CLEARCOMM, L.P. AMENDMENT TO AGREEMENT OF LIMITED PARTNERSHIP
Exhibit 4
CLEARCOMM, L.P.
AMENDMENT TO
AGREEMENT OF LIMITED PARTNERSHIP
This AMENDMENT TO THE AGREEMENT OF LIMITED PARTNERSHIP, dated as of November 30, 2005, (this “Amendment”), of ClearComm, L.P., a Delaware limited partnership (the “Partnership”), amending the Agreement of Limited Partnership, dated as of January 24, 1995, as previously amended, (the “Agreement”), is made and entered by and between SUPERTEL COMMUNICATIONS CORP., a Puerto Rico corporation, as the general partner of the Partnership (the “General Partner”), and LIMITED PARTNERS of the Partnership who hold in the aggregate a majority of the outstanding Partnership Units held by Limited Partners. The limited partners of the Partnership shall be referred to herein as “Limited Partners” with the General Partner and the Limited Partners hereinafter referred to as the “Partners”.
WHEREAS, it is desired that the Agreement be amended to extend the latest date on which the Partnership will dissolve from December 31, 2005 to December 31, 2010.
NOW, THEREFORE, the parties hereby agree as follows:
1. Amendment to Agreement. Section 15.1 of the Agreement is hereby amended by deleting such Section in its entirety and replacing it with the following:
15.1 Dissolution.

Goal 1: Extract every line of the collection entries below word for word, leaving out the pictures.

Collection entries:
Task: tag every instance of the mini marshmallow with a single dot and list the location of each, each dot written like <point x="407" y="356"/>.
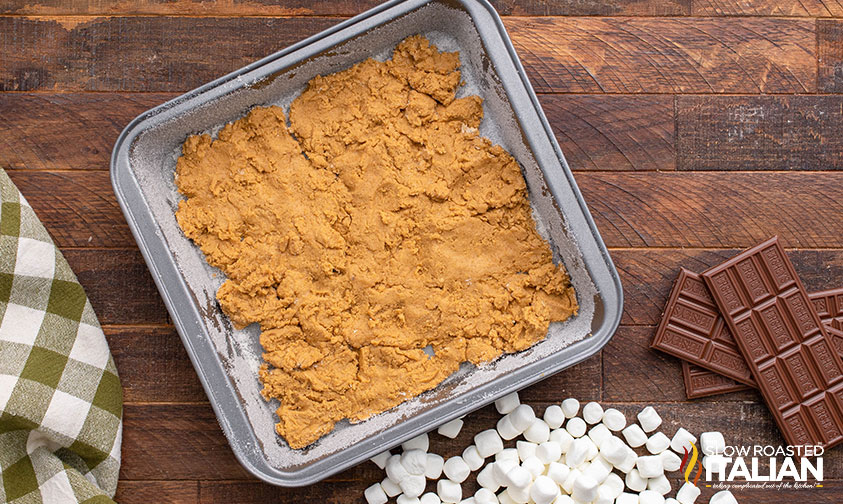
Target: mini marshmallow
<point x="657" y="443"/>
<point x="472" y="458"/>
<point x="450" y="430"/>
<point x="635" y="482"/>
<point x="576" y="427"/>
<point x="413" y="485"/>
<point x="507" y="403"/>
<point x="682" y="441"/>
<point x="375" y="494"/>
<point x="553" y="416"/>
<point x="390" y="488"/>
<point x="381" y="458"/>
<point x="670" y="461"/>
<point x="449" y="491"/>
<point x="526" y="449"/>
<point x="420" y="442"/>
<point x="506" y="429"/>
<point x="486" y="478"/>
<point x="660" y="484"/>
<point x="544" y="490"/>
<point x="558" y="472"/>
<point x="592" y="412"/>
<point x="614" y="419"/>
<point x="712" y="443"/>
<point x="488" y="442"/>
<point x="548" y="452"/>
<point x="522" y="417"/>
<point x="634" y="435"/>
<point x="650" y="497"/>
<point x="723" y="497"/>
<point x="585" y="489"/>
<point x="649" y="419"/>
<point x="687" y="494"/>
<point x="570" y="407"/>
<point x="433" y="466"/>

Goal 2: Copy the passage of the partnership amendment between "WHEREAS, it is" and "December 31, 2010.", inclusive, without any changes.

Exercise answer 1:
Task: tag every instance of the mini marshmallow with a single dot and list the location of each, each dot written like <point x="407" y="356"/>.
Target: mini marshmallow
<point x="657" y="443"/>
<point x="472" y="458"/>
<point x="450" y="430"/>
<point x="635" y="482"/>
<point x="576" y="427"/>
<point x="413" y="485"/>
<point x="507" y="403"/>
<point x="682" y="441"/>
<point x="375" y="494"/>
<point x="553" y="416"/>
<point x="390" y="488"/>
<point x="381" y="458"/>
<point x="670" y="461"/>
<point x="449" y="491"/>
<point x="526" y="449"/>
<point x="420" y="442"/>
<point x="506" y="429"/>
<point x="486" y="478"/>
<point x="660" y="484"/>
<point x="544" y="490"/>
<point x="558" y="472"/>
<point x="592" y="412"/>
<point x="614" y="419"/>
<point x="712" y="443"/>
<point x="488" y="442"/>
<point x="548" y="452"/>
<point x="522" y="417"/>
<point x="634" y="435"/>
<point x="650" y="497"/>
<point x="723" y="497"/>
<point x="585" y="489"/>
<point x="649" y="419"/>
<point x="687" y="494"/>
<point x="570" y="407"/>
<point x="433" y="466"/>

Exercise answer 2:
WHEREAS, it is desired that the Agreement be amended to extend the latest date on which the Partnership will dissolve from December 31, 2005 to December 31, 2010.